Wherever the string "stripe" appears in the records, return the line that holds it.

======== PROVIDED DATA

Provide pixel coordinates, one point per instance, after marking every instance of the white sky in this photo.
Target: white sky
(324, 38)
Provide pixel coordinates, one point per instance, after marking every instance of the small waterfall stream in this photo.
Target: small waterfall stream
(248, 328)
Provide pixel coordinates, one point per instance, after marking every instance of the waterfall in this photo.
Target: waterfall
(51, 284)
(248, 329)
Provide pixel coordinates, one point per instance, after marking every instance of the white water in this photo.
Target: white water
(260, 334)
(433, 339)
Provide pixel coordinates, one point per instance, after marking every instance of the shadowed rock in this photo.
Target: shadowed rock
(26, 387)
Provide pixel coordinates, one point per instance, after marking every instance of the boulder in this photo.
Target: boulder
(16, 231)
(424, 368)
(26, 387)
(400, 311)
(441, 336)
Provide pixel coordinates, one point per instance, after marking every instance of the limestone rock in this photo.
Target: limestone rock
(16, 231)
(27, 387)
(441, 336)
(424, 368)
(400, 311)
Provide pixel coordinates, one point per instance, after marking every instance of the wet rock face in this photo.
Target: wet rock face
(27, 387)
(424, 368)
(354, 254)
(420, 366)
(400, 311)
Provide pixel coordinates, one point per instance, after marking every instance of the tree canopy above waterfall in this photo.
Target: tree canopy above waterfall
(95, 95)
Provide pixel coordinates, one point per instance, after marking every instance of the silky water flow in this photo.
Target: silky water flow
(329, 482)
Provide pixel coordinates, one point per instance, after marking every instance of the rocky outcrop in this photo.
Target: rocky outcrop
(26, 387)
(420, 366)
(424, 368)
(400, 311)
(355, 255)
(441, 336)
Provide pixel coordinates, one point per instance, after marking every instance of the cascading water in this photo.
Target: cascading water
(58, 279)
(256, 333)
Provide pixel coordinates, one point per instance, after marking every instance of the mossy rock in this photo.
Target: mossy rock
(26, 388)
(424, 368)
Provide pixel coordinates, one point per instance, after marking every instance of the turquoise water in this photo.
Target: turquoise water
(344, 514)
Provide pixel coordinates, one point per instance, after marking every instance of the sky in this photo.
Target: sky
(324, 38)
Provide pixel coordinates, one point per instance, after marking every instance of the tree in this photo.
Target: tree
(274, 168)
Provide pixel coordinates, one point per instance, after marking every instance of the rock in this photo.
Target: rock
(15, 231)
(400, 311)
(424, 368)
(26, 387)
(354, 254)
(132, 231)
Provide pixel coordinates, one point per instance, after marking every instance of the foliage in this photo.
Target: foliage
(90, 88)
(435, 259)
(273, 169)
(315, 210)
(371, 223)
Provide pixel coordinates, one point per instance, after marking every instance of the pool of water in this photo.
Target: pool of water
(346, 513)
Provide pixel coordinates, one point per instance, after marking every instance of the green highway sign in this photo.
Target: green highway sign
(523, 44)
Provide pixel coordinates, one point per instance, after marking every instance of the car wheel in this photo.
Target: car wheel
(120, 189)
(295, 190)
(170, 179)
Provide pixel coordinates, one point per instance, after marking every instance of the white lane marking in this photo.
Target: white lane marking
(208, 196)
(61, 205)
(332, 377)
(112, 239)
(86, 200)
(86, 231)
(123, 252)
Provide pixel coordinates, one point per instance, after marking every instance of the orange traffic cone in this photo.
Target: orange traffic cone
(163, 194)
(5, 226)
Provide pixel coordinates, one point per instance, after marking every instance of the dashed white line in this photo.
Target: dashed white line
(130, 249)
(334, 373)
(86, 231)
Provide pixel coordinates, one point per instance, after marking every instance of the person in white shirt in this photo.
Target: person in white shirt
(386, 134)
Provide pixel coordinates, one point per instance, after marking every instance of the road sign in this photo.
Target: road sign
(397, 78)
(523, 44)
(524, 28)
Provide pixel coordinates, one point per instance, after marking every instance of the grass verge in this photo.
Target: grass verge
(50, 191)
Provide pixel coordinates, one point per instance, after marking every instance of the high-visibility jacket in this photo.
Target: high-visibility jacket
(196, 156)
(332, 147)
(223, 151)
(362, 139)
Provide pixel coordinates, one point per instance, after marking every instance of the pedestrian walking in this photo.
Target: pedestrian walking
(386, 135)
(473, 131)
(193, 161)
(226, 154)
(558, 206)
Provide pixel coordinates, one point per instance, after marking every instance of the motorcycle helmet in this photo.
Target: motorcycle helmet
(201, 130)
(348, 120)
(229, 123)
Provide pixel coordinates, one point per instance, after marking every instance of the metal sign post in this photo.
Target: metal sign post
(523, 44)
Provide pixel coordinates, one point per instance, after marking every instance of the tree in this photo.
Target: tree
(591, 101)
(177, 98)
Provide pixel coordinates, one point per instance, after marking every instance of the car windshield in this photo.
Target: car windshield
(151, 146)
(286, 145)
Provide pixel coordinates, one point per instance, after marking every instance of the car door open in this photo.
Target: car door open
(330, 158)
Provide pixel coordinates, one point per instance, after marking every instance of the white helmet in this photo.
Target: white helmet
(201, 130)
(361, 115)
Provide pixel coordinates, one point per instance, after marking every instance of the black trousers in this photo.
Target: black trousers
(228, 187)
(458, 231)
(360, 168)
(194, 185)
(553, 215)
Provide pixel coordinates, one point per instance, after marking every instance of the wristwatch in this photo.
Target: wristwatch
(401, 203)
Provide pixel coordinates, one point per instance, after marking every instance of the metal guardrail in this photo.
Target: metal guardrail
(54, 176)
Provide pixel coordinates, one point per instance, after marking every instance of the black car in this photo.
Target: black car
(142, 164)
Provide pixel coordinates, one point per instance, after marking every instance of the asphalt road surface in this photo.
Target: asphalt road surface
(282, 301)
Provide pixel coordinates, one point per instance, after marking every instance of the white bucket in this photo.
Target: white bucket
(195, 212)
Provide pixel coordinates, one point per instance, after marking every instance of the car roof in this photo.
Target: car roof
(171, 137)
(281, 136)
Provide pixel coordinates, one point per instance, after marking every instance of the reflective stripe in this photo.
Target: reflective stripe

================

* **ANSWER BOX**:
Provide pixel coordinates, one point per instance, after marking every instance of the reflective stripe in this photo.
Target: reflective stripe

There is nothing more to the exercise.